Pointing records for named objects:
------------------------------------------------

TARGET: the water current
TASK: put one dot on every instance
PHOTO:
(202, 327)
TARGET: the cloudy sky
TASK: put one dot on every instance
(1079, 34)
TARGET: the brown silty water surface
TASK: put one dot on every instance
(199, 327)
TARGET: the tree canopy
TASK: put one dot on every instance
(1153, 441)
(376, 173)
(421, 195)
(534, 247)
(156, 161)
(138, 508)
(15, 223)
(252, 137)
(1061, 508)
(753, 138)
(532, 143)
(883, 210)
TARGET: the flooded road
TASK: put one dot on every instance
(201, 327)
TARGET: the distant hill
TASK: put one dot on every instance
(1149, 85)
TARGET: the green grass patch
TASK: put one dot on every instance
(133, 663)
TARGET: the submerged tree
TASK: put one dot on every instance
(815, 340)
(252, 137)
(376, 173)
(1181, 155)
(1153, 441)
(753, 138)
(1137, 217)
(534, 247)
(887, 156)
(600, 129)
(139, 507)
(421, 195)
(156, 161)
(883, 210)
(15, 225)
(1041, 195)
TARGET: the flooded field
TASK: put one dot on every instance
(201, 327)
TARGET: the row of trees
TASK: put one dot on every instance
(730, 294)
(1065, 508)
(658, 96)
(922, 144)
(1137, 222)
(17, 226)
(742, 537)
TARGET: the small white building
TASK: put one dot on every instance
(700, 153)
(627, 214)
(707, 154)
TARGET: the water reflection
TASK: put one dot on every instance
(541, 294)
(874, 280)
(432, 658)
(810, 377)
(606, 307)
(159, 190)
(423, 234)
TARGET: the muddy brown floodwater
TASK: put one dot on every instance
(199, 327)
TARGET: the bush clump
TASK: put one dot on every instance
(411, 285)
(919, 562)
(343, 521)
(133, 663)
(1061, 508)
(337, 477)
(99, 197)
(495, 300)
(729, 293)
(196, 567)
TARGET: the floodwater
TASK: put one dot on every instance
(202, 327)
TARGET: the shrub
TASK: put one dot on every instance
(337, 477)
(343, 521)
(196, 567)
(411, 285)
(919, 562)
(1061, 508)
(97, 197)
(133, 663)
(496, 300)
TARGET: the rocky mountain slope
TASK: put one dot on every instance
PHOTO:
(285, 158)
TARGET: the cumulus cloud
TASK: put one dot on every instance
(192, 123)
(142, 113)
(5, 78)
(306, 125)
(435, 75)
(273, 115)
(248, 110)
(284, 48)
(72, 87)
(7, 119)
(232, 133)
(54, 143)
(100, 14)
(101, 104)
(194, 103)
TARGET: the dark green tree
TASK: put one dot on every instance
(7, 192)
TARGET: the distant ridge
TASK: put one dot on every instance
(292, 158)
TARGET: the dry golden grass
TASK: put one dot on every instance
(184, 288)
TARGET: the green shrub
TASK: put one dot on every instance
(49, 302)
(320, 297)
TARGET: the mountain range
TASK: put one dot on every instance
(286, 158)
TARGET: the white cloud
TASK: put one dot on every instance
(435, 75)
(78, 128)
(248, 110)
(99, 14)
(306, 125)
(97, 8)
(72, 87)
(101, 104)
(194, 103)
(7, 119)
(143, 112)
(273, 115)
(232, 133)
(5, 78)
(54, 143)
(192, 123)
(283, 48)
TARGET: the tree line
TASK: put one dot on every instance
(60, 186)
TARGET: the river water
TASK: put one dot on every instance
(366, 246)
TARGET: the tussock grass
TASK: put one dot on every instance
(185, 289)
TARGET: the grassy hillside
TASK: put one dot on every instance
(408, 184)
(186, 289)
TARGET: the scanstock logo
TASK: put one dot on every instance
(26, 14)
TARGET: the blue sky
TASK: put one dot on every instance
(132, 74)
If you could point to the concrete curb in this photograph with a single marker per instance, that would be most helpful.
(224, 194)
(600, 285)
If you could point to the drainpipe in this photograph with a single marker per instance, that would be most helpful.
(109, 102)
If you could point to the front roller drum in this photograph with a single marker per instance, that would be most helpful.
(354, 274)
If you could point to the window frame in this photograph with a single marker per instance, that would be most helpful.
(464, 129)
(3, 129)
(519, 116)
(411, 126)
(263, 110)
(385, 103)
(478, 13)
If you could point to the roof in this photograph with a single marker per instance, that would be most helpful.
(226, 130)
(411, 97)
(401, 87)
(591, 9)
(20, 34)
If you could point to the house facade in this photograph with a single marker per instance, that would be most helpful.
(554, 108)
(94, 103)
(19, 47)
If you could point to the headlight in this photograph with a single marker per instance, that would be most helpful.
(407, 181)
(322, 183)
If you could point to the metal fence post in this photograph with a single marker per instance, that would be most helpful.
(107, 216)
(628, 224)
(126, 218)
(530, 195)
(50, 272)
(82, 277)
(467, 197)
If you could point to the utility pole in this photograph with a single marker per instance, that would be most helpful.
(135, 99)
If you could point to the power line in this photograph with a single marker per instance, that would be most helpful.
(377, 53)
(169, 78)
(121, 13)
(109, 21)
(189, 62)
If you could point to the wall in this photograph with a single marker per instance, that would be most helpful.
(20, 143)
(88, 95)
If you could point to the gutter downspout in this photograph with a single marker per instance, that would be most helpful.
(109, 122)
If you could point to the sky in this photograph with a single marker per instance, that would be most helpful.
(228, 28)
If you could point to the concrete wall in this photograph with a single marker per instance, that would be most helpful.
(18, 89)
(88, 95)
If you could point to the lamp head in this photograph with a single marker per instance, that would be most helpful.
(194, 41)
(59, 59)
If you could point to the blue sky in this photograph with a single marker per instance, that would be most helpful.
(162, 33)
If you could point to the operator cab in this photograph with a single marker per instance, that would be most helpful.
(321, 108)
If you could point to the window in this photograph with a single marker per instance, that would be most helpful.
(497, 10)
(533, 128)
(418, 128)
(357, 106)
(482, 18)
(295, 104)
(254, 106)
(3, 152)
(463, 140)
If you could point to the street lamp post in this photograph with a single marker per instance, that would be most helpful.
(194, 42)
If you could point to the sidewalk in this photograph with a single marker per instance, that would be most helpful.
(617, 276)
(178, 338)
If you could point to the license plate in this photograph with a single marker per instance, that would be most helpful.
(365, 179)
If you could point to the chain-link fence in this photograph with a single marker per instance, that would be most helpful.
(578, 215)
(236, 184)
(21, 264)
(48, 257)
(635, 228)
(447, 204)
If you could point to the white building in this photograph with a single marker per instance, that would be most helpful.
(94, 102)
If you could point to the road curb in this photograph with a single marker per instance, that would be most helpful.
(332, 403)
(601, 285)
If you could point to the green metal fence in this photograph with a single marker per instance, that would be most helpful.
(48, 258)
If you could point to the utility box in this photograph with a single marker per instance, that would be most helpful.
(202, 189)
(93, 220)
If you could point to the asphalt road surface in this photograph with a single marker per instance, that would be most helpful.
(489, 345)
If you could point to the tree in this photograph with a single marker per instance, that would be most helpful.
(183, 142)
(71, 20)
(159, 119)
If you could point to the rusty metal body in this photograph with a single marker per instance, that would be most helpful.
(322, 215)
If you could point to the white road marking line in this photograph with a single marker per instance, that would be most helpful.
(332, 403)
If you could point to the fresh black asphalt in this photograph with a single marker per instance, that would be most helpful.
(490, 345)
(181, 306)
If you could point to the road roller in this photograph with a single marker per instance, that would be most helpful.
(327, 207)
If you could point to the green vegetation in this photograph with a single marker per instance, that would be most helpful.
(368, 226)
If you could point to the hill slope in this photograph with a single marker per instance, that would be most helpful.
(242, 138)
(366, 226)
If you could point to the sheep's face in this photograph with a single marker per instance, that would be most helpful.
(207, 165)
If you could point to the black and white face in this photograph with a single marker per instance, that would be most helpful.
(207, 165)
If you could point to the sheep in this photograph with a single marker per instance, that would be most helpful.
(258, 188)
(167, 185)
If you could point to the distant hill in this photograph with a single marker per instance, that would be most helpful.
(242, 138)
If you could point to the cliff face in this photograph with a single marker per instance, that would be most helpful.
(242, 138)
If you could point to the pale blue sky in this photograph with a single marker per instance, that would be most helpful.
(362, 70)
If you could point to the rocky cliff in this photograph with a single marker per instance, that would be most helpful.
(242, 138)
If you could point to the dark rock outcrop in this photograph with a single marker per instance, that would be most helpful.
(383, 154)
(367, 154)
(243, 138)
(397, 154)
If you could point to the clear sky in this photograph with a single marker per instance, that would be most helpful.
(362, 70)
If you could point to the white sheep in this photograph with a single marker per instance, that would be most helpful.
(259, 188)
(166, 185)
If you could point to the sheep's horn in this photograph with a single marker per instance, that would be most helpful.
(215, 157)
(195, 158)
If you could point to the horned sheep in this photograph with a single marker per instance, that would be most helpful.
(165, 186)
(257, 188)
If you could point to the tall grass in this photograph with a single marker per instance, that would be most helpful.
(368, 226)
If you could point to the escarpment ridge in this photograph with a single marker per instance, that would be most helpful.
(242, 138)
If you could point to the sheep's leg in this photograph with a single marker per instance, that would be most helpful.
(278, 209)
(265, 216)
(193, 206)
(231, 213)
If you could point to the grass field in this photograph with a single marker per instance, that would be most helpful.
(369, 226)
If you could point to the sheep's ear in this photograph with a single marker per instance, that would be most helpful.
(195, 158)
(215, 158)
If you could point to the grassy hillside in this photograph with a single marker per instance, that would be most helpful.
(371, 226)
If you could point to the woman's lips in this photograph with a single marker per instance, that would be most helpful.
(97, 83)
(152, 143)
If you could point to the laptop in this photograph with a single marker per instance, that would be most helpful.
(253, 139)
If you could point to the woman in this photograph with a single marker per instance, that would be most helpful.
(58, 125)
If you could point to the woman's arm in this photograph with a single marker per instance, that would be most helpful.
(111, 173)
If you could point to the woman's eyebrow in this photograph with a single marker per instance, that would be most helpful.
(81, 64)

------------------------------------------------

:: Task goal ::
Retype the material above with no changes, everything from its first line down to the line containing "(1041, 195)".

:: Output of the task ::
TARGET: the water current
TASK: put one dot on every instance
PHOTO:
(202, 327)
TARGET: the cloudy sky
TASK: put one dot on every instance
(1079, 34)
TARGET: the brown silty water surface
TASK: put one dot on every instance
(199, 327)
TARGET: the tree canopy
TASK: put one dot on every instance
(1153, 441)
(376, 173)
(421, 195)
(534, 247)
(156, 161)
(138, 508)
(15, 223)
(252, 137)
(1061, 508)
(753, 138)
(532, 143)
(883, 210)
TARGET: the flooded road
TASK: put one dot on every instance
(201, 327)
TARGET: the distant hill
TASK: put one dot on every instance
(1149, 85)
TARGET: the green grass patch
TASK: put one dot on every instance
(133, 663)
TARGET: the submerged tree
TASK: put one dot on every instance
(815, 340)
(252, 137)
(376, 173)
(1181, 155)
(1153, 441)
(753, 138)
(1137, 217)
(534, 247)
(887, 156)
(600, 129)
(139, 507)
(421, 195)
(156, 161)
(883, 210)
(15, 225)
(1041, 195)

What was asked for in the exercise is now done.